Colonel Conant: God be with you, Paul Revere. Up, you patriots! Arise, you minutemen! The British are coming! The British are coming!

John: We’ve got a unique show for you coming up today on Focus on the Family with Jim Daly. Thanks for joining us. I’m John Fuller.

Jim Daly: John, I think it’s really important to remember that the Fourth of July holiday, or Independence Day, is about more than barbecues and outdoor fun, although that’s part of it. We’re commemorating the birth of our nation and the men and women who risked their lives to separate from England and set up a government that allowed us religious freedom, among other privileges that are enumerated in the Bill of Rights. Our independence was bought with a price and we often refer to that as we celebrate. So, today, we’ve decided to feature an episode of our Adventures in Odyssey program, which will capture the essence of the American Revolution as seen through the eyes of Paul Revere. And if you’re not familiar with Odyssey, you’re really missing out. It is a great production. It is an amazingly well-crafted radio drama for children of all ages and this year we are celebrating our 1000th episode and I have to admit, I actually miss listening to Odyssey now that the boys are older. Uh, we used to listen almost every single night.
* * *
### What to work on
a – Rewrite the transcript starting at "Colonel Conant: God" and ending at "I’m John Fuller.", swapping "patriots" for "neighbors".
b – Condense the transcript paragraph beginning "John, I think it's really important" into a short bulleted list that keeps its main facts.
The material that comes next is separate from the transcript.

### Dataset excerpts on object pointing
* * *
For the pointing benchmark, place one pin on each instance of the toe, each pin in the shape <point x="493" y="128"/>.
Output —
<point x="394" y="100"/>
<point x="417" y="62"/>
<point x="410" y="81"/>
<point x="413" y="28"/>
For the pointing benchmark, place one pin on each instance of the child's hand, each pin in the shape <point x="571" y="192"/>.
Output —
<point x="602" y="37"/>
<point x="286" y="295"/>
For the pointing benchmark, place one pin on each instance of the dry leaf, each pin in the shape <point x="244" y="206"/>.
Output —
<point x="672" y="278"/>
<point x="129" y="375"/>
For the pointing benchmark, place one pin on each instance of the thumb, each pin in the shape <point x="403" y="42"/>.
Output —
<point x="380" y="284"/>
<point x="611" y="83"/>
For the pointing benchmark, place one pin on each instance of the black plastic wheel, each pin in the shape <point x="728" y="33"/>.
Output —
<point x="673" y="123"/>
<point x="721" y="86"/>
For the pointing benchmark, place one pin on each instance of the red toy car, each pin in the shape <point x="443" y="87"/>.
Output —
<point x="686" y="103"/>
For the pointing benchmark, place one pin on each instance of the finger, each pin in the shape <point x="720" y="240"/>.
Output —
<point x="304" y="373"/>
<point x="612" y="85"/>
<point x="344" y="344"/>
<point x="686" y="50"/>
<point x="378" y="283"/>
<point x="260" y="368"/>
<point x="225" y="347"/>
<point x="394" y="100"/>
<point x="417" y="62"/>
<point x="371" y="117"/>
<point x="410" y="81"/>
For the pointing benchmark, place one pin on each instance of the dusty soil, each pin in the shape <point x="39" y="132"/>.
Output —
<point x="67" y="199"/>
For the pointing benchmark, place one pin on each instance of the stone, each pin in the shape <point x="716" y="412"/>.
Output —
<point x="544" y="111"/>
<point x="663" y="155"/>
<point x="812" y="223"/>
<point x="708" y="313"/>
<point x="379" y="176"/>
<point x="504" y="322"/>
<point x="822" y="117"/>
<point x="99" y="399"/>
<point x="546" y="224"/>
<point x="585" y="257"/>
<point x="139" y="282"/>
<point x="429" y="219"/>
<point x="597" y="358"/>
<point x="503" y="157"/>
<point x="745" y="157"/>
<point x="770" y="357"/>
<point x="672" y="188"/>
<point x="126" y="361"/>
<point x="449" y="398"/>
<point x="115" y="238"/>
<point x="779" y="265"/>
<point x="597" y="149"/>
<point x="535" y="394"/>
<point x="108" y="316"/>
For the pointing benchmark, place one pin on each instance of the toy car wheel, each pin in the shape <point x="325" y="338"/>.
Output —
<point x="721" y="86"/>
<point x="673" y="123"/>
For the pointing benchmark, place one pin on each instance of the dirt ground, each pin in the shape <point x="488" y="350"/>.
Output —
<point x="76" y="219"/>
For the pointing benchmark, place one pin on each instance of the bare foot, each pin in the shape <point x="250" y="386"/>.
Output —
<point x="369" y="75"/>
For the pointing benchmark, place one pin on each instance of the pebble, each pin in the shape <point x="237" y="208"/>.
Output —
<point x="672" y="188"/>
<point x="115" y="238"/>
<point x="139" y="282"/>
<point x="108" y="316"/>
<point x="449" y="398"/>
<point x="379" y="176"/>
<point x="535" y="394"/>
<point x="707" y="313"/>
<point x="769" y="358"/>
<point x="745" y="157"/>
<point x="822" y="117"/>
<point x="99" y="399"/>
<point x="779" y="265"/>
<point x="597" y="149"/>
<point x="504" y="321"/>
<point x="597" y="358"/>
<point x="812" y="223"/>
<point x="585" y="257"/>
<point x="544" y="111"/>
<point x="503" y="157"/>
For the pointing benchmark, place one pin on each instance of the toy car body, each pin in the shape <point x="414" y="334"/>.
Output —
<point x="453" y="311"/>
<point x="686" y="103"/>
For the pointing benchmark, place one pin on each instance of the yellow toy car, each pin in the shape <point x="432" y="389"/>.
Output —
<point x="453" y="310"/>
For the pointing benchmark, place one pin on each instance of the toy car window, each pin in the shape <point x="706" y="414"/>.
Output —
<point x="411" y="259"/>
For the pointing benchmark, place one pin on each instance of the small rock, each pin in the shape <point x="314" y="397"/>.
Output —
* * *
### Responses in order
a –
Colonel Conant: God be with you, Paul Revere. Up, you neighbors! Arise, you minutemen! The British are coming! The British are coming!

John: We’ve got a unique show for you coming up today on Focus on the Family with Jim Daly. Thanks for joining us. I’m John Fuller.

b –
- The Fourth of July, or Independence Day, is about more than barbecues and outdoor fun.
- It commemorates the birth of the nation and the men and women who risked their lives to separate from England.
- They set up a government that allowed religious freedom, among other privileges listed in the Bill of Rights.
- Independence was bought with a price.
- The day's show features an Adventures in Odyssey episode that presents the American Revolution through the eyes of Paul Revere.
- Odyssey is a well-crafted radio drama for children of all ages and is celebrating its 1000th episode this year.
- Jim Daly misses listening to it now that his boys are older, since they used to listen almost every night.